Job A: Find every line in the listing below that contains the string "outline", and copy each of those lines. Case counts.

Sun Zhongnan / Costfoto / Future Publishing via Getty Images

Sun Zhongnan / Costfoto / Future Publishing via Getty Images

Adidas nearly broke the internet today when it debuted its newest campaign for sports bras on social media.

The sportswear company took to Twitter to post an image of 25 different pairs of breasts in order to solidify the message that no two pairs of boobs are the same in an effort to promote its new sports bra range.

“We believe women’s breasts in all shapes and sizes deserve support and comfort,” the company wrote alongside the photo collage. “Which is why our new sports bra range contains 43 styles, so everyone can find the right fit for them.”

Adidas also debuted the hashtag #SupportIsEverything, a nod to both the functionality of a sports bra but also to the larger messaging that everyone is different and that everyone is to be celebrated and supported.

Related: Adidas’ First NFT Drop Rakes in More Than $ 22 Million

Naturally, the advertisement caused a stir on the internet, garnering over 6,200 quote tweets and 11,600 likes by late Wednesday afternoon.

Many supported the brand, commending Adidas for taking a powerful stance in the normalization and inclusivity of different women’s body types.

Record excerpts:

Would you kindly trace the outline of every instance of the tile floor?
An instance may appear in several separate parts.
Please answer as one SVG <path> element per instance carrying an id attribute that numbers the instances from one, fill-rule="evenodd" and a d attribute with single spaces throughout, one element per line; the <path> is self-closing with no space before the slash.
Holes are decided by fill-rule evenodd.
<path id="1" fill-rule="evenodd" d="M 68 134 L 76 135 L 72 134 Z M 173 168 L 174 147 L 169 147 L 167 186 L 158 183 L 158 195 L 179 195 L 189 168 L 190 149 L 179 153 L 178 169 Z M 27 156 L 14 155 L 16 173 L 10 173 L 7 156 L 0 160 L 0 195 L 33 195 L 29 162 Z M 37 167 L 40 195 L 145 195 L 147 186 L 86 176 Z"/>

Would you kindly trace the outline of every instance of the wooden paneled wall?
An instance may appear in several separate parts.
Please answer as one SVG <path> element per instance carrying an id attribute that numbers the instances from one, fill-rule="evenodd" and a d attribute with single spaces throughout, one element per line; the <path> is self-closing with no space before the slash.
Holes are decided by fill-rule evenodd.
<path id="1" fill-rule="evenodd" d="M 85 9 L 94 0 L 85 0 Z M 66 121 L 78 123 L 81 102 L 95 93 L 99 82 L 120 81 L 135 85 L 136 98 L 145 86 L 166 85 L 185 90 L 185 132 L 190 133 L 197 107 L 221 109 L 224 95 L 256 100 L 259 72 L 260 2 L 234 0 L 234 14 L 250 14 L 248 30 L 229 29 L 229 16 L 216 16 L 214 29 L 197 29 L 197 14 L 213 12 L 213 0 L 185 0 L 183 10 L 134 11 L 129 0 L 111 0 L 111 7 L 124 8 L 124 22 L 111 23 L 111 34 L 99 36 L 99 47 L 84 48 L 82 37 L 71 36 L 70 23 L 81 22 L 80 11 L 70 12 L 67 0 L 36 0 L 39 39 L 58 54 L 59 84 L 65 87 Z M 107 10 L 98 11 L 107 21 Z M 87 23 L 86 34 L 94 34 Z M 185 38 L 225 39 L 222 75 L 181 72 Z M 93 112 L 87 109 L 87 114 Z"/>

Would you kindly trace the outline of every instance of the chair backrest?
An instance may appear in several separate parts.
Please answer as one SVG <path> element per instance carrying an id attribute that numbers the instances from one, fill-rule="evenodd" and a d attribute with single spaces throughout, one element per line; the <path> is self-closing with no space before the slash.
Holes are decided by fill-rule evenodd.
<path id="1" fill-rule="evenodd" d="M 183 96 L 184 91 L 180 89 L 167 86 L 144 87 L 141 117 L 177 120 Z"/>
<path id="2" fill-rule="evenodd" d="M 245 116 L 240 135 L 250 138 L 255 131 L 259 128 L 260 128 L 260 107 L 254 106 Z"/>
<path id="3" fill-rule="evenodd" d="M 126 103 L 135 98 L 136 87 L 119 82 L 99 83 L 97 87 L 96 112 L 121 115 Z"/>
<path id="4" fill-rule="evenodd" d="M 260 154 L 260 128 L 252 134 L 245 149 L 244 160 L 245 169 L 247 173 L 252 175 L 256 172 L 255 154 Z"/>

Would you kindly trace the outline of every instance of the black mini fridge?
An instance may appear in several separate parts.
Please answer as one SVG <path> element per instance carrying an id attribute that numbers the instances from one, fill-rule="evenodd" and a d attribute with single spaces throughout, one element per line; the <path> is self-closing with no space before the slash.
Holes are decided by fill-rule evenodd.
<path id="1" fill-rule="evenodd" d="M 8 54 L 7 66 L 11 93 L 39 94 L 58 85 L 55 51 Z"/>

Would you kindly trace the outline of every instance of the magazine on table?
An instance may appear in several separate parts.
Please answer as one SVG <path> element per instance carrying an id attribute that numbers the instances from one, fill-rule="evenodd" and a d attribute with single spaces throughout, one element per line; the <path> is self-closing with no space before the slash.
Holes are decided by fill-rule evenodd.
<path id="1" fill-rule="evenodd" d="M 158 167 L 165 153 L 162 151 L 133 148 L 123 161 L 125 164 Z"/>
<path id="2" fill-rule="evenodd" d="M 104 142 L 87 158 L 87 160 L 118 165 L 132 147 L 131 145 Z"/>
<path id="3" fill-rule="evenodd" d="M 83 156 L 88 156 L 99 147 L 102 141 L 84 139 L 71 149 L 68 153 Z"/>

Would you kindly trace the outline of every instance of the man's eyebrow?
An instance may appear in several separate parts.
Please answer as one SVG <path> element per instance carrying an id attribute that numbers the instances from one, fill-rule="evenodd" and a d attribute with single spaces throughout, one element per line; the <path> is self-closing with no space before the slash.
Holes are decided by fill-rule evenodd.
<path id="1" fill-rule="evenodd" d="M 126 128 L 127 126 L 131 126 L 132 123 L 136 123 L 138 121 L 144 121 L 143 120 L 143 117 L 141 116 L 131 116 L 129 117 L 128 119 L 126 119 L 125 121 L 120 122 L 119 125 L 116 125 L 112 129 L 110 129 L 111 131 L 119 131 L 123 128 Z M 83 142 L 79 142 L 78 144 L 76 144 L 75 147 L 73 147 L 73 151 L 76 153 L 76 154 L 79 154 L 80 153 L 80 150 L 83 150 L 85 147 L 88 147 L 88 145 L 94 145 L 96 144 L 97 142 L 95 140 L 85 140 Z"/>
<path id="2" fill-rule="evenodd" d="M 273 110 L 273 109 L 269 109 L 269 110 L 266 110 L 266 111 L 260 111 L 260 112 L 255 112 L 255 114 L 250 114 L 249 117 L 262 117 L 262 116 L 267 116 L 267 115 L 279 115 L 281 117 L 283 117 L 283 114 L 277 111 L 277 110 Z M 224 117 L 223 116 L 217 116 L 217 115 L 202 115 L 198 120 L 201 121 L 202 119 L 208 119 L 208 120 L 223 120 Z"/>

Job B: According to the article about the Adidas sports bra campaign above, how many styles does the new sports bra range contain?

Written response A:
Would you kindly trace the outline of every instance of the tile floor?
Would you kindly trace the outline of every instance of the wooden paneled wall?
Would you kindly trace the outline of every instance of the chair backrest?
Would you kindly trace the outline of every instance of the black mini fridge?
Would you kindly trace the outline of every instance of the magazine on table?
Would you kindly trace the outline of every instance of the man's eyebrow?

Written response B: 43 styles.